- **Task statement**
Translate this sentence from the forum thread about Paint into Spanish: "Then go back and go through the same way and check paint."

- **Supplied passage**

━━━━━━━━━━

# Paint doesn't work !!!!



## chazshep (Feb 1, 2007)

When i click on paint on my desktop or my program menu it wont work . when i right clicked on paints icon i clicked properties and it said where the exe. file was so i manually browsed that folder and clicked on it AND it still didn't do anything it just came up with the egg timer next to the cursor and it didn't do anything. can sum1 plz help?


----------



## Thaddeus (Dec 21, 2006)

Have you tried an uninstall and reinstall? (Start > Control Panel > Add Remove Programs > Add/Remove Windows components and find and uncheck paint. Ok/Next, next, etc.) Then go back and go through the same way and check paint. Does this help?


----------



## chazshep (Feb 1, 2007)

its not there ?!


----------



## Thaddeus (Dec 21, 2006)

Did you look under Accessories and Utilites > Accessories > Paint? (In Add/Remove Windows components)


----------



## Thaddeus (Dec 21, 2006)

Just to let you know if you want a good free photo editor that can do anything paint can do download paint.net. Its a heft download at 50mb but worth the wait.

http://fileforum.betanews.com/download/PaintNET_with_NET_Framework_20/1096481993/2

You can also see some more here: http://www.snapfiles.com/Freeware/gmm/fwgraphicedit.html


----------



## chazshep (Feb 1, 2007)

cheers but i also have Microsoft photo editor and picture manager so i don't need another i just wanted paint back so i can quickly edit them so i don't have to wait for the others to load


----------



## chazshep (Feb 1, 2007)

it wont cum back


----------



## wilson44512 (Mar 25, 2006)

you might get more answers if you start one more post.


----------



## telecom69 (Oct 12, 2001)

It must be there somewhere
have you tried doing a programme search?
click on start
click on search
click on all files and folders
type in Microsoft paint
All or part of the file name
press search.
the programme should appear then just run it from the
file when it appears.

Or you can always do a System Restore going back to when you know paint was there and working .....


----------



## chazshep (Feb 1, 2007)

i have got it back now cheers guys


----------

━━━━━━━━━━

- **Raw data**
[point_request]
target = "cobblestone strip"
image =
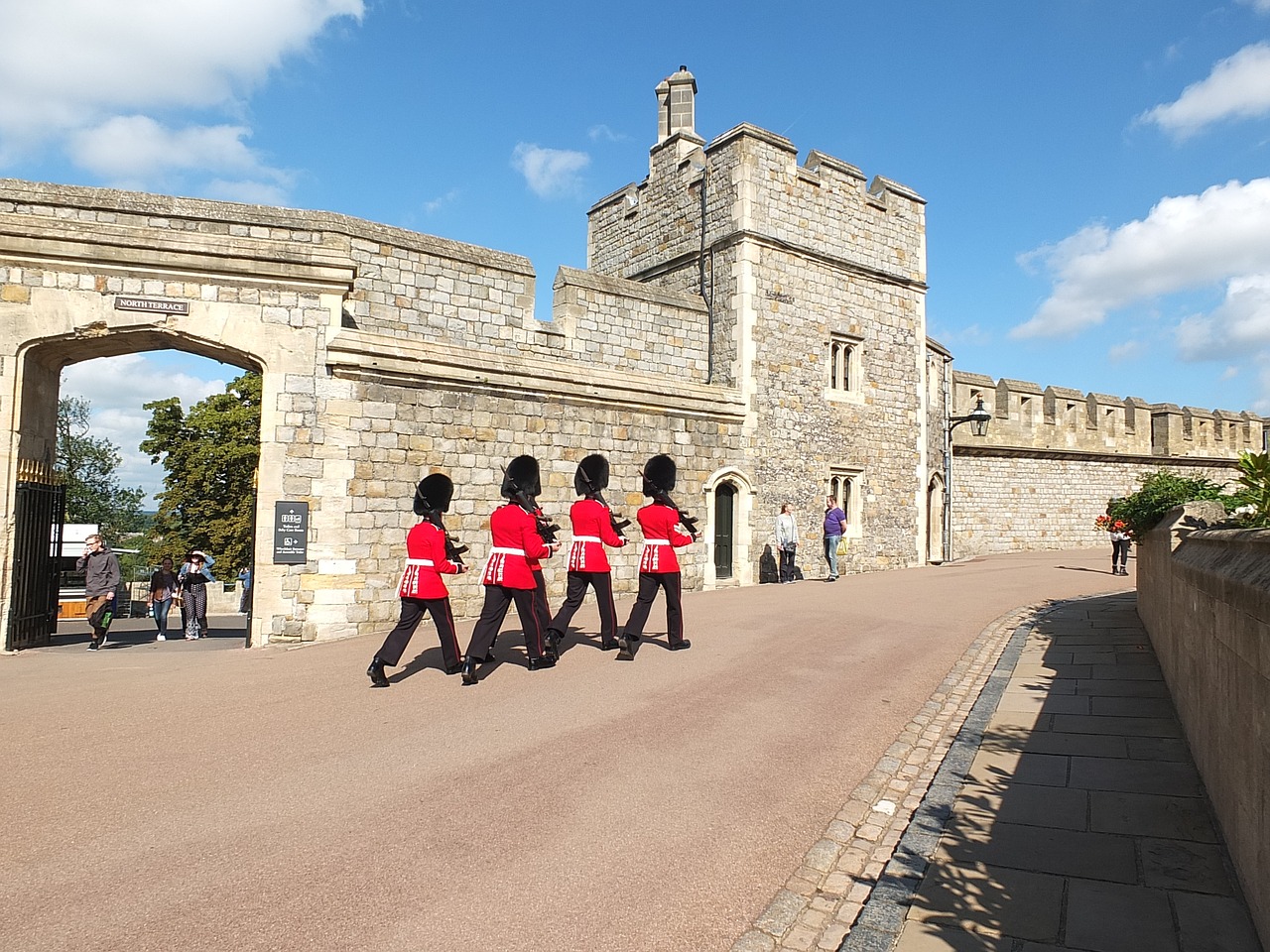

━━━━━━━━━━

- **Solution to this problem**
Luego vuelve, sigue el mismo camino y marca Paint.